— Start Entries supplied —

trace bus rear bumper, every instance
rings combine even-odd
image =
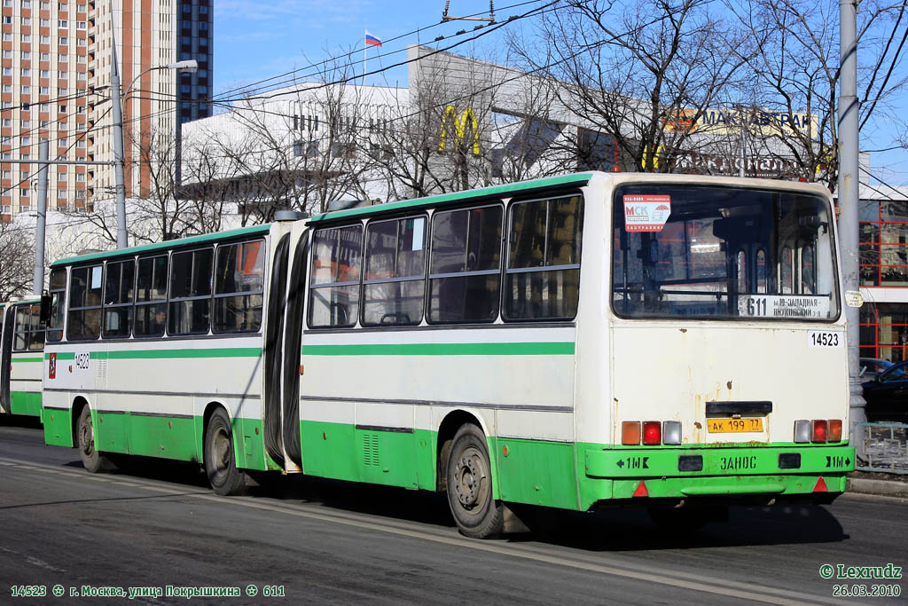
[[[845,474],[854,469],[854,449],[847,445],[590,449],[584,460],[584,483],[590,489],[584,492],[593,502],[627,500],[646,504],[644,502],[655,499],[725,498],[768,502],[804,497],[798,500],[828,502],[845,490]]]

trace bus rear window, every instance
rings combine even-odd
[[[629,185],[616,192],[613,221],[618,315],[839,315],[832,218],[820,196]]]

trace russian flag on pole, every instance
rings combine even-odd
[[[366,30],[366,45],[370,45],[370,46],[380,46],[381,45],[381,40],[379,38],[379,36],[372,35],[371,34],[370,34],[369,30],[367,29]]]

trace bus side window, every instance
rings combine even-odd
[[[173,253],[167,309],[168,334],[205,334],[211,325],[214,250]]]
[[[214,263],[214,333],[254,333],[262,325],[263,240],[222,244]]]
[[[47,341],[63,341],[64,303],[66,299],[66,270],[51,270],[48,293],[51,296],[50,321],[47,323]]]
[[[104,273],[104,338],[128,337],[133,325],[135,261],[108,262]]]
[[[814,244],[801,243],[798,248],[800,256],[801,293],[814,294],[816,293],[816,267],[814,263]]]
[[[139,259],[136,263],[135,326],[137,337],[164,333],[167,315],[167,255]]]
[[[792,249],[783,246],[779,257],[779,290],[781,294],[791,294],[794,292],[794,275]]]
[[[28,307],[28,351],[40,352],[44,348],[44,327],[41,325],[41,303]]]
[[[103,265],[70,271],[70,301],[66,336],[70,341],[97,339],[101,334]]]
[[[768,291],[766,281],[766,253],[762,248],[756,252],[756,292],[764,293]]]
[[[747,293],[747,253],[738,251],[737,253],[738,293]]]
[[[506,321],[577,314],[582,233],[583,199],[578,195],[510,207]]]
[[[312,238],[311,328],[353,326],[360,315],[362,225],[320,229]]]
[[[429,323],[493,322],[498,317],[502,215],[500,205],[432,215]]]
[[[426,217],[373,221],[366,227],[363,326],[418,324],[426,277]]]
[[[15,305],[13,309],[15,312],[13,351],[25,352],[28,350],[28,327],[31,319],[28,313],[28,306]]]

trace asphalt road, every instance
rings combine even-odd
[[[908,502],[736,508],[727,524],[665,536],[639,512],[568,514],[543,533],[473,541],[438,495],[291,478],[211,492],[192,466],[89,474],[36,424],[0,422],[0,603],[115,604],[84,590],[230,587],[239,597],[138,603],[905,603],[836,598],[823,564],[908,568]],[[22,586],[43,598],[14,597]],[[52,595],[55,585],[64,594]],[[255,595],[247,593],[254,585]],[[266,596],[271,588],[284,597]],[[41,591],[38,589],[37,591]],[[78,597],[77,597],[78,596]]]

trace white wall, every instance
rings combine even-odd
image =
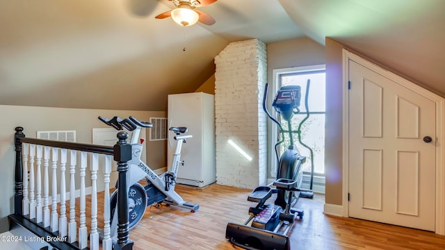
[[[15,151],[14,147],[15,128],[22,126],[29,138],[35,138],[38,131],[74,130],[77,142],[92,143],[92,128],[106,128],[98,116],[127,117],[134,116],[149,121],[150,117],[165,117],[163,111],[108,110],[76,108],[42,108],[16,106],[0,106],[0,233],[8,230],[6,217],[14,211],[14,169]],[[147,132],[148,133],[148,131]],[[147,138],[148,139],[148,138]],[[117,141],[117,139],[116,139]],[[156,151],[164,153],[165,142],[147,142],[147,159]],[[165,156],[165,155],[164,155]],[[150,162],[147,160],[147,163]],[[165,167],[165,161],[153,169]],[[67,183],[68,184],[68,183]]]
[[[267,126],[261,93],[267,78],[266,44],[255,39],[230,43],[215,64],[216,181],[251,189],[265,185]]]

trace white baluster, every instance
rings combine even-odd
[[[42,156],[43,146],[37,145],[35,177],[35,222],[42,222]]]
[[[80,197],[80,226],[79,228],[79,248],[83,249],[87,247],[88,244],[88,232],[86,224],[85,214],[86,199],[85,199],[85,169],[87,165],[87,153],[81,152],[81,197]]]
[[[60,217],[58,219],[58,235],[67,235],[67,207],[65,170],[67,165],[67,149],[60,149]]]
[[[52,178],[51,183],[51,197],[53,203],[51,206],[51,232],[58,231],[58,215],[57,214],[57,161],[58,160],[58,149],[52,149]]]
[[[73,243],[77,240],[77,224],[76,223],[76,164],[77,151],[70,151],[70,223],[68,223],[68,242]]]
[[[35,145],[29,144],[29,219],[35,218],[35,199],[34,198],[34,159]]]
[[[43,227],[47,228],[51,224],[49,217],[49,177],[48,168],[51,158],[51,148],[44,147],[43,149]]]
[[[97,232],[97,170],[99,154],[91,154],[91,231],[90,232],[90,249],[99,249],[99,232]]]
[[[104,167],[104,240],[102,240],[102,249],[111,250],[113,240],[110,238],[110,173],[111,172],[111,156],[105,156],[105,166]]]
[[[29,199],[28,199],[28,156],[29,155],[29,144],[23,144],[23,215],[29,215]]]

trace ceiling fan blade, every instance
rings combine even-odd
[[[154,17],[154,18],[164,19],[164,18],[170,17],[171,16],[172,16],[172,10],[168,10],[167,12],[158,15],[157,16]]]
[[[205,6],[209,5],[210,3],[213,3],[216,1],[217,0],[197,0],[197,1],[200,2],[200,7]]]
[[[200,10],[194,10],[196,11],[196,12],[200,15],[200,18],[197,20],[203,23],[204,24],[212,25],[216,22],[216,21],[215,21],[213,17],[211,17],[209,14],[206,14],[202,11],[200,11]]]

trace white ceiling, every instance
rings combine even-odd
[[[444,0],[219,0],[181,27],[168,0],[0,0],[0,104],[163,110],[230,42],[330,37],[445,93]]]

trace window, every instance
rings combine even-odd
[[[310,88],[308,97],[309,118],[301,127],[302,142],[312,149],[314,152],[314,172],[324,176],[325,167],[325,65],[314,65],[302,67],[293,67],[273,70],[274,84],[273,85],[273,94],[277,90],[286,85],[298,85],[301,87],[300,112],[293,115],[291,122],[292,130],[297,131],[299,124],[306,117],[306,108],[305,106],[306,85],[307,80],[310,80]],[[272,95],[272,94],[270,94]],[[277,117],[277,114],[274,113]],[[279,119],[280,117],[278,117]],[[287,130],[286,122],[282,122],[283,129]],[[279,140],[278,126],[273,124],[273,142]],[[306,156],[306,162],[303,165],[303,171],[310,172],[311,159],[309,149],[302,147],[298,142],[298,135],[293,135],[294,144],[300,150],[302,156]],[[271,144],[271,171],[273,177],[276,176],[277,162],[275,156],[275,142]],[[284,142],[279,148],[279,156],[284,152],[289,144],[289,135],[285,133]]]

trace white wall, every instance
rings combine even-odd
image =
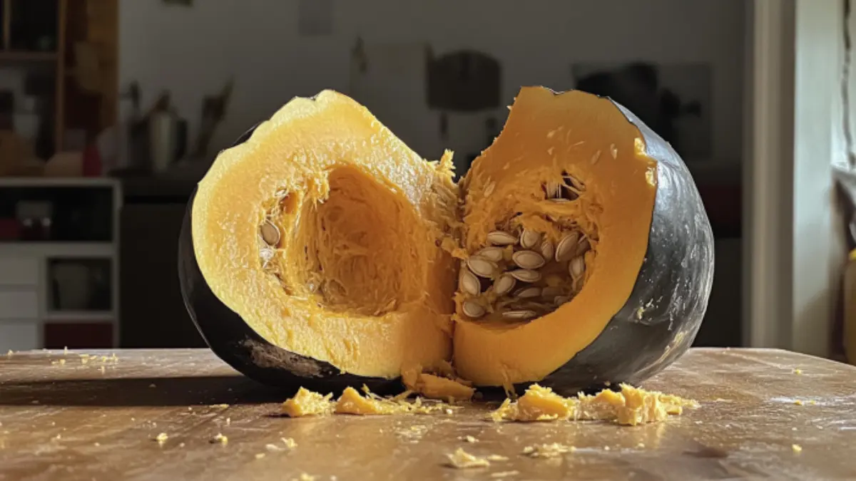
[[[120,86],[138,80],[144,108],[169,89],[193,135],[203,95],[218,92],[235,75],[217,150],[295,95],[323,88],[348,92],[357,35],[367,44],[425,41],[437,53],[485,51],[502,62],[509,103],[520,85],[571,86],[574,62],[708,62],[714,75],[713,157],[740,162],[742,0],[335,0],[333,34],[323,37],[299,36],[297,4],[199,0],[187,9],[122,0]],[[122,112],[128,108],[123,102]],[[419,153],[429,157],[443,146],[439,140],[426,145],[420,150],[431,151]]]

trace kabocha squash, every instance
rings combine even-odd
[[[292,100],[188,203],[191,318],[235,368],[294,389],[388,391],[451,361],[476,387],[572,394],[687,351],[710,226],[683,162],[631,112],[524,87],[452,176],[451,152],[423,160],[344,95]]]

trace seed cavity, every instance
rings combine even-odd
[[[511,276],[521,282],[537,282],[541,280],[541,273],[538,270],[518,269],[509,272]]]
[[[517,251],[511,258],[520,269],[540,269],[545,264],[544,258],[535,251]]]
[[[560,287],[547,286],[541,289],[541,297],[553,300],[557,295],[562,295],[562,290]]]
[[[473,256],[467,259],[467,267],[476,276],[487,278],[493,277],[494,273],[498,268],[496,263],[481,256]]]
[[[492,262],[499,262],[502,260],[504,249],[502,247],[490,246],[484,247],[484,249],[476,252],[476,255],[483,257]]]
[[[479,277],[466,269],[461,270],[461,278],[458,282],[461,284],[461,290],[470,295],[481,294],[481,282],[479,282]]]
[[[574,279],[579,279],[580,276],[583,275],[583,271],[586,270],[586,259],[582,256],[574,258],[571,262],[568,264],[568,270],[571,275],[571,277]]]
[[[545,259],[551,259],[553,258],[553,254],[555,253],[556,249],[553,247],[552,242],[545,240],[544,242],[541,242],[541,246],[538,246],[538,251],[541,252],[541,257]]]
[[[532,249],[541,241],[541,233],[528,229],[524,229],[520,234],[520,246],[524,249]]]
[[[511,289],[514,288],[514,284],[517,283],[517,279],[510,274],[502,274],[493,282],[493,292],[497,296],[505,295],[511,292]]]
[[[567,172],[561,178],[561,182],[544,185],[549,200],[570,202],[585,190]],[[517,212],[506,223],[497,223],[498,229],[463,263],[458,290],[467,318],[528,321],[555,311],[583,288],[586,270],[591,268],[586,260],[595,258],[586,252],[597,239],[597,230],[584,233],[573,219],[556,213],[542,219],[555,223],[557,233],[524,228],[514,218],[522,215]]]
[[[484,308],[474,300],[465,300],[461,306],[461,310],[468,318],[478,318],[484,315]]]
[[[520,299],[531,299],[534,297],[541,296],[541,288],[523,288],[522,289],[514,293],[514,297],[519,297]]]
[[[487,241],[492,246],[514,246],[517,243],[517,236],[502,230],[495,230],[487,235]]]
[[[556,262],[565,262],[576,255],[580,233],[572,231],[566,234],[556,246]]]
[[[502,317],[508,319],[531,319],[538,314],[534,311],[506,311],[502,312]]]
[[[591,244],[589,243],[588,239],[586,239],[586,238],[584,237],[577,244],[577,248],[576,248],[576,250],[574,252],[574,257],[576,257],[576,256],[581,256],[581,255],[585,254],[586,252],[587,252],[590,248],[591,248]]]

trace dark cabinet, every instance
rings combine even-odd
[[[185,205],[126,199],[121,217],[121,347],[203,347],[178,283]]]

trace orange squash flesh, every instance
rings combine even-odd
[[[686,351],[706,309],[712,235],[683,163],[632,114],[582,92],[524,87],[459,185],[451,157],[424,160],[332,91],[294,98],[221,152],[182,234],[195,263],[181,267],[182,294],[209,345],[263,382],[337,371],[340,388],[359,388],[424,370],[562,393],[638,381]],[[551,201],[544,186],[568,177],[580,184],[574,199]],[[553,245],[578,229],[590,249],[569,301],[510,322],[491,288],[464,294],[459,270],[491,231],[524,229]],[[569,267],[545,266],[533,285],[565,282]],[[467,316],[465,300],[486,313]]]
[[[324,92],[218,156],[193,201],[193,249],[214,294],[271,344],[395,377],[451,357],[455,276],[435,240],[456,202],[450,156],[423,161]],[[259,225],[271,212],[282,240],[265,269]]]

— End Entries supplied —

Please copy the lines starting with the line that contains "trace dark cabinet, every instance" and going on through the line that contains "[[[185,205],[126,199],[121,217],[121,347],[203,347],[178,283]]]", both included.

trace dark cabinet, every instance
rings combine even-odd
[[[185,205],[126,199],[121,217],[121,347],[203,347],[178,283]]]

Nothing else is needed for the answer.